▸ **WORK TASK**:
When the records are reproduced, each one must match exactly, and no picture may be kept.

▸ **MATERIAL SHOWN**:
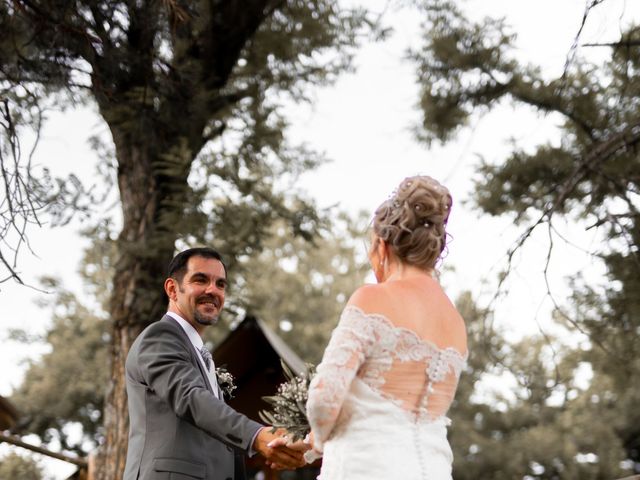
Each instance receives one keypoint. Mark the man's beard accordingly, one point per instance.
(205, 319)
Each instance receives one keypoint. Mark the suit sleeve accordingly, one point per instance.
(166, 367)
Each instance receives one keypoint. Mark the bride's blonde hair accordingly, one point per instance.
(412, 222)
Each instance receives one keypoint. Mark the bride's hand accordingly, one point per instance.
(285, 440)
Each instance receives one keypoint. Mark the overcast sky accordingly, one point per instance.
(363, 124)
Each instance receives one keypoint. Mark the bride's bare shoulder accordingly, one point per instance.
(369, 297)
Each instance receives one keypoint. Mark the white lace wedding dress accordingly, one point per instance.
(377, 405)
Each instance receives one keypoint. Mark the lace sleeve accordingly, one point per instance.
(347, 350)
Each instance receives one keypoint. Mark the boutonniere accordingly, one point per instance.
(225, 382)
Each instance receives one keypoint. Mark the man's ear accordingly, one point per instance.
(170, 288)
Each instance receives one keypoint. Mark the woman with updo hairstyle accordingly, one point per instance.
(378, 403)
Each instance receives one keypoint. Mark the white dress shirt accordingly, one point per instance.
(197, 343)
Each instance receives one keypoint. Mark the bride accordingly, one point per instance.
(377, 406)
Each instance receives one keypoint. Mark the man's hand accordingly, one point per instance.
(277, 454)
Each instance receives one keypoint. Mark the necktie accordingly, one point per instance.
(206, 356)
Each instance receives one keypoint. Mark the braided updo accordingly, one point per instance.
(412, 222)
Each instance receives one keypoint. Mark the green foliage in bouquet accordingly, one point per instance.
(288, 406)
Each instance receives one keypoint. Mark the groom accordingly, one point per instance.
(179, 422)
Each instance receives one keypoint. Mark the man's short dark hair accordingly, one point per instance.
(178, 266)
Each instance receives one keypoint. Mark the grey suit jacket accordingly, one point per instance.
(178, 428)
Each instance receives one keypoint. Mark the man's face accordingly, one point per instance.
(199, 297)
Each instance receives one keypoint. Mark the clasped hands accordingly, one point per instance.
(279, 451)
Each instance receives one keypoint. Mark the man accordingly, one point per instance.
(180, 426)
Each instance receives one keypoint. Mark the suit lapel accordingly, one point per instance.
(194, 354)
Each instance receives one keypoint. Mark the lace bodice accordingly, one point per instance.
(415, 375)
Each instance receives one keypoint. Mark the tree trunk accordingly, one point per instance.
(146, 246)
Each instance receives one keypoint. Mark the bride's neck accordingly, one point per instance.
(402, 271)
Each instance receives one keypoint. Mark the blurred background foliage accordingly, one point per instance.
(542, 407)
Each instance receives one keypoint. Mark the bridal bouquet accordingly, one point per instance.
(288, 405)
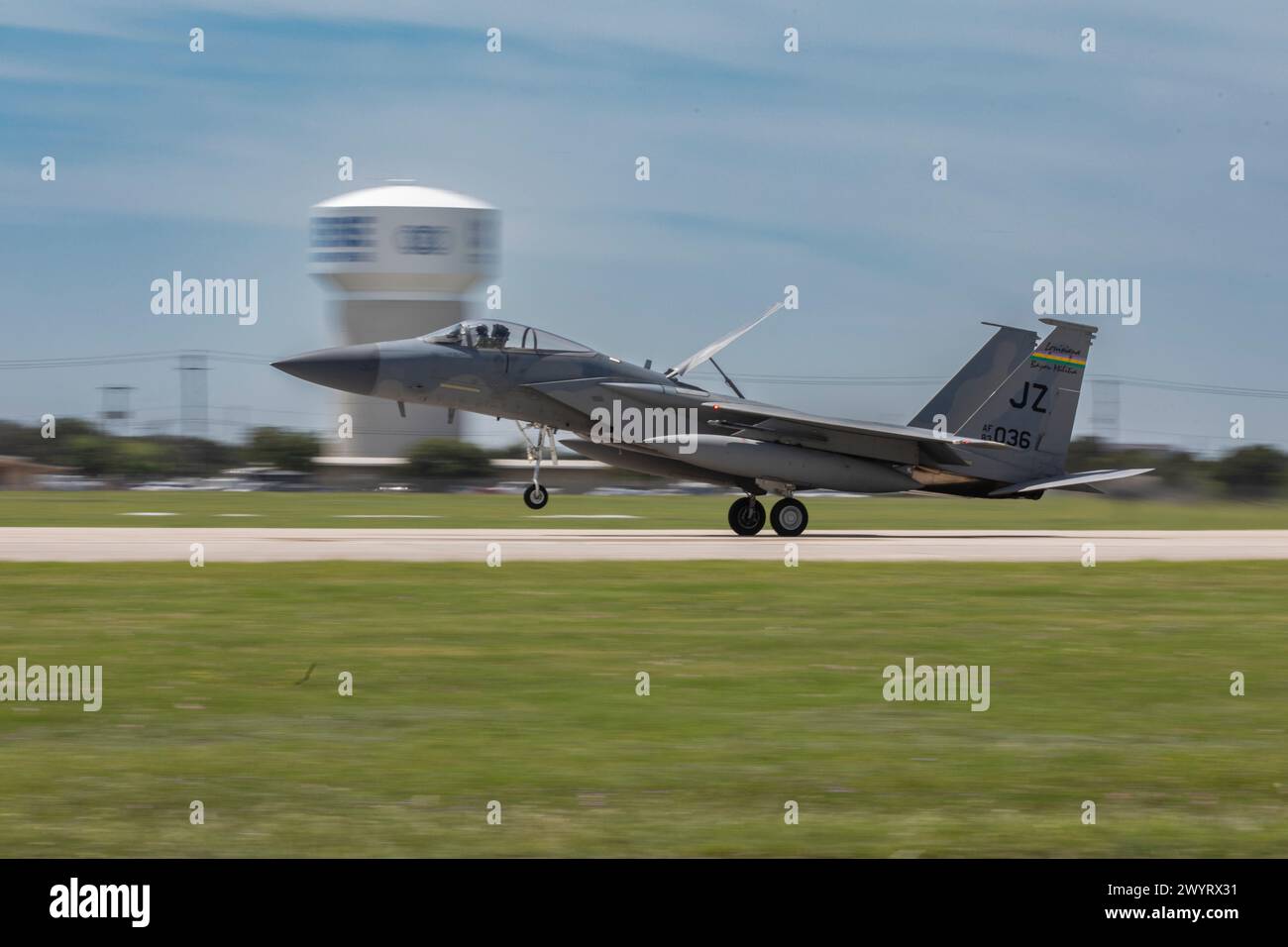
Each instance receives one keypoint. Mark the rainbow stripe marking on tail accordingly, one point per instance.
(1059, 360)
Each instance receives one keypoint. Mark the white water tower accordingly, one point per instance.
(400, 261)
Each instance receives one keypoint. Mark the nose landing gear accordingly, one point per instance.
(536, 496)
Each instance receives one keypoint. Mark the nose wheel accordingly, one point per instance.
(536, 496)
(789, 517)
(747, 515)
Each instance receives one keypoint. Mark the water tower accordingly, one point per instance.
(400, 260)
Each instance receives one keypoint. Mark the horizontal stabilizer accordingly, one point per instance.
(1068, 480)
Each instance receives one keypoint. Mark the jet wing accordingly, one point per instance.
(872, 440)
(1081, 482)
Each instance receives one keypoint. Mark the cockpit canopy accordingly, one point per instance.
(493, 334)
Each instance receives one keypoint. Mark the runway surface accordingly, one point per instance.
(153, 544)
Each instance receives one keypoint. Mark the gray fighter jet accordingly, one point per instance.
(999, 429)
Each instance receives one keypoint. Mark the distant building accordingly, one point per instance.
(400, 261)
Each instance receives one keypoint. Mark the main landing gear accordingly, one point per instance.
(787, 517)
(536, 496)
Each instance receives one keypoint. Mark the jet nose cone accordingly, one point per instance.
(349, 368)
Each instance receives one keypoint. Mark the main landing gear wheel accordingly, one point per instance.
(789, 517)
(747, 517)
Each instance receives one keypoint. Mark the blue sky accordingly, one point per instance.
(767, 169)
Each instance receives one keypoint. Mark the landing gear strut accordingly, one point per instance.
(536, 496)
(746, 515)
(789, 517)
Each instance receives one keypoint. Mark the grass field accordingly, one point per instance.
(518, 684)
(421, 510)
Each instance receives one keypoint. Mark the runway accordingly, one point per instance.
(153, 544)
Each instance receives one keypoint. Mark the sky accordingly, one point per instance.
(767, 169)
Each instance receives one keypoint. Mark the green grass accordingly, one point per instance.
(1052, 512)
(518, 684)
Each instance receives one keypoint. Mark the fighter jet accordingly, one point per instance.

▸ **PROBLEM SOLUTION**:
Each instance receives one keypoint. Mark the man's beard accordingly, one point per instance.
(205, 319)
Each instance receives one keypoint. Mark the suit sleeve accordingly, one point per instance.
(166, 367)
Each instance receives one keypoint. Mark the bride's blonde hair accordingly, one point per instance.
(412, 222)
Each instance receives one keypoint. Mark the bride's hand accordingly, one point per instance.
(285, 440)
Each instance receives one keypoint. Mark the overcast sky accordingly, one point per instance.
(363, 124)
Each instance receives one keypoint. Mark the bride's bare shoulder accordingly, one point per instance.
(369, 297)
Each instance receives one keypoint. Mark the white lace wedding dress accordingly, one point per instance.
(377, 405)
Each instance receives one keypoint. Mark the lace sleeve accordingly, one point per instance.
(347, 350)
Each instance receives one keypoint. Mark the boutonniere accordingly, one point per instance.
(225, 382)
Each instance receives one keypoint. Mark the man's ear accordingly, one point per instance.
(170, 288)
Each instance receives one keypoint. Mark the woman with updo hairstyle accordingly, one point per instance.
(378, 403)
Each instance receives one keypoint. Mark the white dress shirt accordingly, one point per instance.
(197, 343)
Each instance receives one keypoint. Mark the bride accordingly, one point per instance.
(377, 406)
Each instance receives one keypoint. Mark the man's hand accordingly, one point per instance.
(277, 454)
Each instance receives one keypoint. Mark the necktie accordingly, one point per instance.
(206, 356)
Each instance receives one keypoint. Mark the braided updo accordingly, one point per instance.
(412, 222)
Each instance receives one keypoint. Mark the green foliage in bouquet accordingly, one point per instance.
(288, 406)
Each instance receives one keypoint. Mark the groom accordingly, one point per instance.
(179, 422)
Each instance receives one keypoint. Mark the man's short dark hair accordingly, one point per instance.
(178, 266)
Each instance receives one keypoint. Mark the grey suit jacket accordingly, one point per instance.
(178, 428)
Each instance receives one keypoint. Mark the man's face accordingly, one point per instance.
(199, 297)
Each instance receives one keypoint. Mark the clasped hands accordingly, one point per instance.
(279, 451)
Each instance receives one keypoint. Mark the man accordingly, one point per instance.
(180, 426)
Each instance receives one keypoint. Mark the suit lapel accordingly, one point per instance.
(194, 354)
Each instance receives one keypoint. Mark the lace bodice accordingly, one point per instance.
(415, 375)
Each instance receives one keypoint. Mark the tree trunk accordingly, one point per instance.
(146, 246)
Each instance receives one keypoint. Mark the bride's neck accordingly, one point per instance.
(402, 271)
Each instance receives one keypoint. Mark the blurred background foliage accordingly, one point per instance.
(542, 407)
Each instance receives one keypoint. Mark the bridal bouquet accordingly, one point per instance.
(288, 405)
Each instance receives one keypoint. Mark the rainbow stripe marking on tail accordingly, one point per instance.
(1059, 360)
Each instance receives one keypoint. Mark the white water tower accordingly, one point per instance.
(400, 261)
Each instance receives one keypoint. Mark the nose landing gear accordingly, one point per instance.
(536, 496)
Each instance receives one keypoint. Mark the nose wheel accordingly, one point per instance.
(536, 496)
(789, 517)
(747, 515)
Each instance receives one keypoint. Mark the water tower accordingly, one point per instance.
(400, 260)
Each instance receives one keypoint. Mark the horizontal stabilizer accordingly, one point per instance.
(1068, 480)
Each instance receives one keypoint. Mark the jet wing accordingly, one point per instance.
(872, 440)
(1081, 482)
Each instance receives one keypoint. Mark the cockpit canopy accordingly, one point per instance.
(493, 334)
Each instance receives one keypoint. Mark the runway surface accordingly, one point per instance.
(153, 544)
Each instance receives one keypoint. Mark the gray fighter jet accordingly, one point per instance.
(999, 429)
Each instance receives one keypoint. Mark the distant building accordingly, one point per instance.
(400, 261)
Each instance receives one keypoint. Mark the main landing gear accordingly, one point per instance.
(787, 517)
(536, 496)
Each instance receives one keypoint. Mark the jet nose cone accordingly, one point per instance.
(349, 368)
Each instance receives one keypoint. Mark the main landing gear wheel accordingly, one point per instance.
(789, 517)
(747, 517)
Each instance receives one keypoint. Mark the blue sky accordingly, one point per instance.
(767, 169)
Each instance receives one keypoint. Mark the landing gear strut accordingly, one point per instance.
(536, 496)
(746, 515)
(789, 517)
Each instance receives one keypoint. Mark the grass field accordingly, one point per instance.
(518, 684)
(421, 510)
Each instance receives one keypoint. Mark the runway accordingly, one point per instance.
(153, 544)
Each instance receives one keypoint. Mark the sky accordingly, one point per instance.
(767, 169)
Each instance receives one keypoint. Mark the green grass accordingly, one point per instance.
(1052, 512)
(518, 684)
Each instance receives one keypoint. Mark the fighter jet accordingly, one point per instance.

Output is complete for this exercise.